Double posting is a quick ticket to ban, like i said before please read sticky's and rules.


----------



## The_Other_One

We got to know your motherboard socket, but yes, I got both still.  As for shipping, it all depends on your zip code.  Shouldn't be much, though, for processors.

As for the DVD(I'm very sorry for the delay)  I guess like $5 or something plus shipping.  Of if there's something else you might want, I'll give you the DVD-ROM as well.


----------



## jp198780

i think i got 370? that sounds right. and zipcode is 08051, thanks.

also, are they faster than 664MHZ?


----------



## The_Other_One

The only 370 I got's that Celeron 733...  It'd make a small difference.  Shoot me a PM if your interested and we can discuss it farther.

### Goal A
Express the records as a JSON list of strings, one string per line, covering everything from the line containing "Query: Where is the dark" down to the end of the records and skipping blank lines. Leave the pictures out of the answer.

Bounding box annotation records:
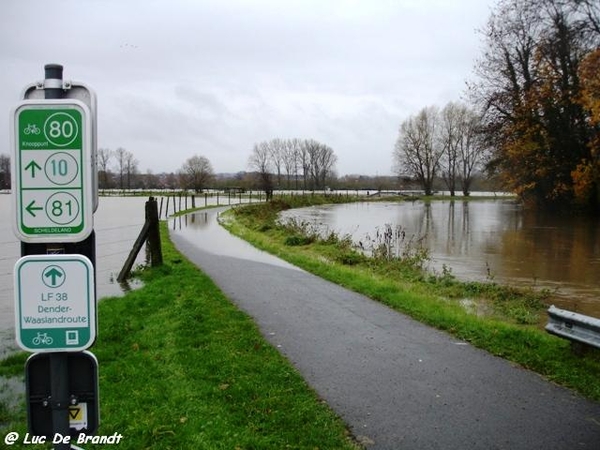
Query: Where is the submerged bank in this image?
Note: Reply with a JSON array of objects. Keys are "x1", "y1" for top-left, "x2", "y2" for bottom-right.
[{"x1": 220, "y1": 197, "x2": 600, "y2": 400}]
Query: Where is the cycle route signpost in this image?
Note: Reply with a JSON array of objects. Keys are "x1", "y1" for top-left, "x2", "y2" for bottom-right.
[
  {"x1": 13, "y1": 100, "x2": 93, "y2": 242},
  {"x1": 11, "y1": 64, "x2": 99, "y2": 450}
]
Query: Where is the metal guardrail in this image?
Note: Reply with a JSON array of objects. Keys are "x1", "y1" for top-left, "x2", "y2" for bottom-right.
[{"x1": 546, "y1": 305, "x2": 600, "y2": 348}]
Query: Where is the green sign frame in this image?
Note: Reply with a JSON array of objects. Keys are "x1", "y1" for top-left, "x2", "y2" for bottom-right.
[
  {"x1": 14, "y1": 254, "x2": 97, "y2": 352},
  {"x1": 11, "y1": 99, "x2": 94, "y2": 242}
]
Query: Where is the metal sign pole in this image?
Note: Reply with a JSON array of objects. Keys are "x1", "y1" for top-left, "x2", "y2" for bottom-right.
[
  {"x1": 13, "y1": 64, "x2": 99, "y2": 450},
  {"x1": 43, "y1": 64, "x2": 71, "y2": 450}
]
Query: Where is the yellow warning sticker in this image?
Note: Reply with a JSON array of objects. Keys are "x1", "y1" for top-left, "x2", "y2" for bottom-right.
[{"x1": 69, "y1": 403, "x2": 87, "y2": 430}]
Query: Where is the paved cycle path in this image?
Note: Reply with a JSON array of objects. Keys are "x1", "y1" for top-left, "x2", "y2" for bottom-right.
[{"x1": 171, "y1": 211, "x2": 600, "y2": 450}]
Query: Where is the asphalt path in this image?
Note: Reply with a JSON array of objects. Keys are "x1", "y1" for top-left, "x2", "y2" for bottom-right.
[{"x1": 171, "y1": 210, "x2": 600, "y2": 450}]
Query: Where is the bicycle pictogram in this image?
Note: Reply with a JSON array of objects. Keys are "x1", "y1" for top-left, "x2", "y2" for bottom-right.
[
  {"x1": 23, "y1": 123, "x2": 41, "y2": 135},
  {"x1": 32, "y1": 331, "x2": 54, "y2": 345}
]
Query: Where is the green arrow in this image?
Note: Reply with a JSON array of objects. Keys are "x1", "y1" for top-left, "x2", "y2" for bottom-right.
[
  {"x1": 44, "y1": 267, "x2": 63, "y2": 286},
  {"x1": 25, "y1": 200, "x2": 44, "y2": 217},
  {"x1": 25, "y1": 161, "x2": 42, "y2": 178}
]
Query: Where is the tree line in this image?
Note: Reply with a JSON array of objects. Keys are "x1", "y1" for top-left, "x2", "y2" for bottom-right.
[
  {"x1": 248, "y1": 138, "x2": 337, "y2": 193},
  {"x1": 393, "y1": 0, "x2": 600, "y2": 212},
  {"x1": 469, "y1": 0, "x2": 600, "y2": 212},
  {"x1": 393, "y1": 102, "x2": 486, "y2": 196}
]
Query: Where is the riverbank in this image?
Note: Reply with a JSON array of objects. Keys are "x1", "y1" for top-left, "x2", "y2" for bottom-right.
[
  {"x1": 0, "y1": 223, "x2": 357, "y2": 450},
  {"x1": 226, "y1": 193, "x2": 600, "y2": 400}
]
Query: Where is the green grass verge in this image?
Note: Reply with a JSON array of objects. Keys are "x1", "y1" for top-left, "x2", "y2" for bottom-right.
[
  {"x1": 220, "y1": 197, "x2": 600, "y2": 400},
  {"x1": 0, "y1": 224, "x2": 358, "y2": 450}
]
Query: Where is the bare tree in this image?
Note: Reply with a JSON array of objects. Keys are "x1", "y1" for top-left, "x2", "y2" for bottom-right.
[
  {"x1": 440, "y1": 102, "x2": 462, "y2": 196},
  {"x1": 303, "y1": 139, "x2": 337, "y2": 189},
  {"x1": 115, "y1": 147, "x2": 138, "y2": 189},
  {"x1": 393, "y1": 107, "x2": 443, "y2": 195},
  {"x1": 248, "y1": 142, "x2": 273, "y2": 200},
  {"x1": 97, "y1": 148, "x2": 113, "y2": 189},
  {"x1": 439, "y1": 102, "x2": 486, "y2": 196},
  {"x1": 181, "y1": 155, "x2": 214, "y2": 192},
  {"x1": 281, "y1": 139, "x2": 300, "y2": 189}
]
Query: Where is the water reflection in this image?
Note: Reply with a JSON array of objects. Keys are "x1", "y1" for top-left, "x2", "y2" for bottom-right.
[
  {"x1": 282, "y1": 200, "x2": 600, "y2": 317},
  {"x1": 170, "y1": 211, "x2": 210, "y2": 230}
]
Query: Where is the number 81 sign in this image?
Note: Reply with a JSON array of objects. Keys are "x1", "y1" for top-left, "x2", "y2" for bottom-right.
[{"x1": 11, "y1": 99, "x2": 94, "y2": 242}]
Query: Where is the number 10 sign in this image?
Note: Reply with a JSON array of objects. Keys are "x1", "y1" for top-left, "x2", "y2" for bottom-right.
[{"x1": 11, "y1": 100, "x2": 94, "y2": 242}]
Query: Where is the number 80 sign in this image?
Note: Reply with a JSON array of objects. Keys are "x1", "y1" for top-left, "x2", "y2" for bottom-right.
[{"x1": 11, "y1": 99, "x2": 94, "y2": 242}]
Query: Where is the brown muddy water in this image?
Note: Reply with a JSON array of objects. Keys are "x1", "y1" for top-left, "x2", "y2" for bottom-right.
[
  {"x1": 282, "y1": 199, "x2": 600, "y2": 318},
  {"x1": 0, "y1": 194, "x2": 147, "y2": 357}
]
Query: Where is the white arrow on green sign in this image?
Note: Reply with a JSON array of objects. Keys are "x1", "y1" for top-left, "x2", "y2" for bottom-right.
[
  {"x1": 14, "y1": 255, "x2": 96, "y2": 352},
  {"x1": 11, "y1": 100, "x2": 95, "y2": 242}
]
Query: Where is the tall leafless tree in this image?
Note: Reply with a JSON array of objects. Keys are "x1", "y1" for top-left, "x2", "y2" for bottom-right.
[
  {"x1": 115, "y1": 147, "x2": 138, "y2": 189},
  {"x1": 393, "y1": 107, "x2": 443, "y2": 195},
  {"x1": 248, "y1": 142, "x2": 273, "y2": 200},
  {"x1": 97, "y1": 148, "x2": 113, "y2": 189},
  {"x1": 181, "y1": 155, "x2": 214, "y2": 192}
]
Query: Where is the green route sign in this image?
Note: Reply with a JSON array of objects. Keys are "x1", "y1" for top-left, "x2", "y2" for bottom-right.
[
  {"x1": 14, "y1": 255, "x2": 96, "y2": 352},
  {"x1": 11, "y1": 99, "x2": 94, "y2": 242}
]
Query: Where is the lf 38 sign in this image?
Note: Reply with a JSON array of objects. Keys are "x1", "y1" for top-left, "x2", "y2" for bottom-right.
[
  {"x1": 11, "y1": 100, "x2": 94, "y2": 242},
  {"x1": 14, "y1": 255, "x2": 96, "y2": 352}
]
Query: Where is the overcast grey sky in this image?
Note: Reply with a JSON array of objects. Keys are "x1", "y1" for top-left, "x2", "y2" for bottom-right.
[{"x1": 0, "y1": 0, "x2": 495, "y2": 175}]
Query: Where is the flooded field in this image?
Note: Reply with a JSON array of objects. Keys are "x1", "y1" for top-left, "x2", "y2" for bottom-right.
[
  {"x1": 282, "y1": 199, "x2": 600, "y2": 317},
  {"x1": 0, "y1": 194, "x2": 147, "y2": 356}
]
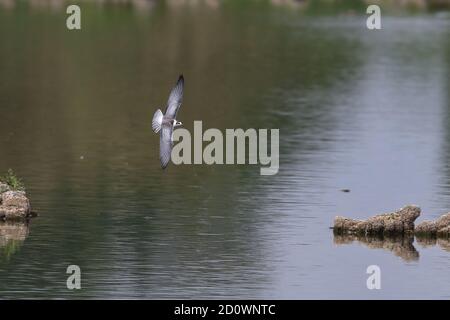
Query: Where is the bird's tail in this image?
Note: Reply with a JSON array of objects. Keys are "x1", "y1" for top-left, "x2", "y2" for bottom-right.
[{"x1": 152, "y1": 109, "x2": 163, "y2": 133}]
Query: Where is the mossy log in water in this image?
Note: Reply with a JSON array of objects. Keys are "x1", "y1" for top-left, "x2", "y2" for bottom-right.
[
  {"x1": 333, "y1": 206, "x2": 450, "y2": 238},
  {"x1": 333, "y1": 206, "x2": 420, "y2": 236},
  {"x1": 415, "y1": 213, "x2": 450, "y2": 238},
  {"x1": 0, "y1": 181, "x2": 32, "y2": 220}
]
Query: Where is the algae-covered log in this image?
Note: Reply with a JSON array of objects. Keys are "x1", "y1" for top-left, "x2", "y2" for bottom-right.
[
  {"x1": 333, "y1": 205, "x2": 420, "y2": 235},
  {"x1": 415, "y1": 213, "x2": 450, "y2": 237}
]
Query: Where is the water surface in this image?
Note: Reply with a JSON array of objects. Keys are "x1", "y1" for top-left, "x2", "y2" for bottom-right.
[{"x1": 0, "y1": 5, "x2": 450, "y2": 299}]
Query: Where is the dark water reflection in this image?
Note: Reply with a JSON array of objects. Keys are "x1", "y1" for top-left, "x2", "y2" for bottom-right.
[{"x1": 0, "y1": 6, "x2": 450, "y2": 298}]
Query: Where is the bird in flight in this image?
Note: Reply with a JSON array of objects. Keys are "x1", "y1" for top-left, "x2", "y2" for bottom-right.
[{"x1": 152, "y1": 75, "x2": 184, "y2": 169}]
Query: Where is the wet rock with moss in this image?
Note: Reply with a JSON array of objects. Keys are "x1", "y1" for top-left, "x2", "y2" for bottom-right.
[
  {"x1": 333, "y1": 205, "x2": 420, "y2": 235},
  {"x1": 0, "y1": 170, "x2": 32, "y2": 220},
  {"x1": 415, "y1": 213, "x2": 450, "y2": 238}
]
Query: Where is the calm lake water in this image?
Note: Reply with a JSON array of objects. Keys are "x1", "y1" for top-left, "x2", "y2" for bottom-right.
[{"x1": 0, "y1": 5, "x2": 450, "y2": 299}]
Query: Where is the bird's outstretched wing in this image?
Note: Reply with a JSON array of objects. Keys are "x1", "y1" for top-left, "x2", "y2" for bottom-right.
[
  {"x1": 165, "y1": 75, "x2": 184, "y2": 119},
  {"x1": 159, "y1": 123, "x2": 173, "y2": 169}
]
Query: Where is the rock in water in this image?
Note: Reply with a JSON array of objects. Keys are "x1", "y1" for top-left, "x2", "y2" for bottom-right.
[
  {"x1": 416, "y1": 213, "x2": 450, "y2": 237},
  {"x1": 0, "y1": 188, "x2": 31, "y2": 220},
  {"x1": 333, "y1": 206, "x2": 420, "y2": 235}
]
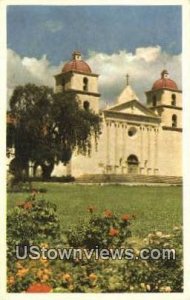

### Goal B
Write the next part of the forum thread about the processor and DVD sale, starting from where it stops.

### Task output A
[
  "Query: Where is the dark water reflection in this image?",
  "Note: Reply with a JSON array of objects. Keys are \"x1\", \"y1\" for top-left, \"x2\", \"y2\" for bottom-right.",
  "[{\"x1\": 0, \"y1\": 6, \"x2\": 450, \"y2\": 298}]",
  "Query: Where is the bird in flight in this image?",
  "Note: Reply with a JSON array of objects. Keys are \"x1\", \"y1\" for top-left, \"x2\", \"y2\" for bottom-right.",
  "[{\"x1\": 152, \"y1\": 75, \"x2\": 184, \"y2\": 169}]",
  "Query: Where is the wet rock with moss in this image?",
  "Note: Reply with a JSON array of objects. Keys are \"x1\", \"y1\" for top-left, \"x2\", \"y2\" for bottom-right.",
  "[",
  "  {\"x1\": 333, \"y1\": 205, \"x2\": 420, \"y2\": 235},",
  "  {\"x1\": 0, \"y1\": 170, \"x2\": 32, \"y2\": 220},",
  "  {\"x1\": 415, \"y1\": 213, \"x2\": 450, \"y2\": 238}",
  "]",
  "Query: Where is the calm lake water in this image?",
  "Note: Reply with a JSON array of objects. Keys are \"x1\", \"y1\" for top-left, \"x2\", \"y2\" for bottom-right.",
  "[{\"x1\": 0, \"y1\": 5, \"x2\": 450, \"y2\": 299}]",
  "Query: Where is the bird's outstretched wing in this image?",
  "Note: Reply with a JSON array of objects. Keys are \"x1\", \"y1\" for top-left, \"x2\", \"y2\" for bottom-right.",
  "[",
  "  {\"x1\": 165, \"y1\": 75, \"x2\": 184, \"y2\": 119},",
  "  {\"x1\": 159, \"y1\": 123, \"x2\": 173, \"y2\": 169}",
  "]",
  "Query: Where is the rock in water in this image?",
  "Note: Reply with a JSON array of objects. Keys are \"x1\", \"y1\" for top-left, \"x2\", \"y2\" for bottom-right.",
  "[",
  "  {\"x1\": 416, \"y1\": 213, \"x2\": 450, \"y2\": 237},",
  "  {\"x1\": 0, \"y1\": 188, \"x2\": 31, \"y2\": 220},",
  "  {\"x1\": 333, \"y1\": 206, \"x2\": 420, \"y2\": 235}",
  "]"
]

### Task output B
----------



## ro0kie

Hey I have an ATI Radeon 7500 64MB GPU and I was wondering if I would notice any difference in gaming with your 8500 GPU. I dont want to waste money on an AGP GPU b/c I'm probably going buy another comp later. I dont really care about this crap comp. b/c my dads going to use it later for his store but for now I'm js using it for basically everything. I play games like DOD:S with this comp and run almost everything on high with 20-70 FPS.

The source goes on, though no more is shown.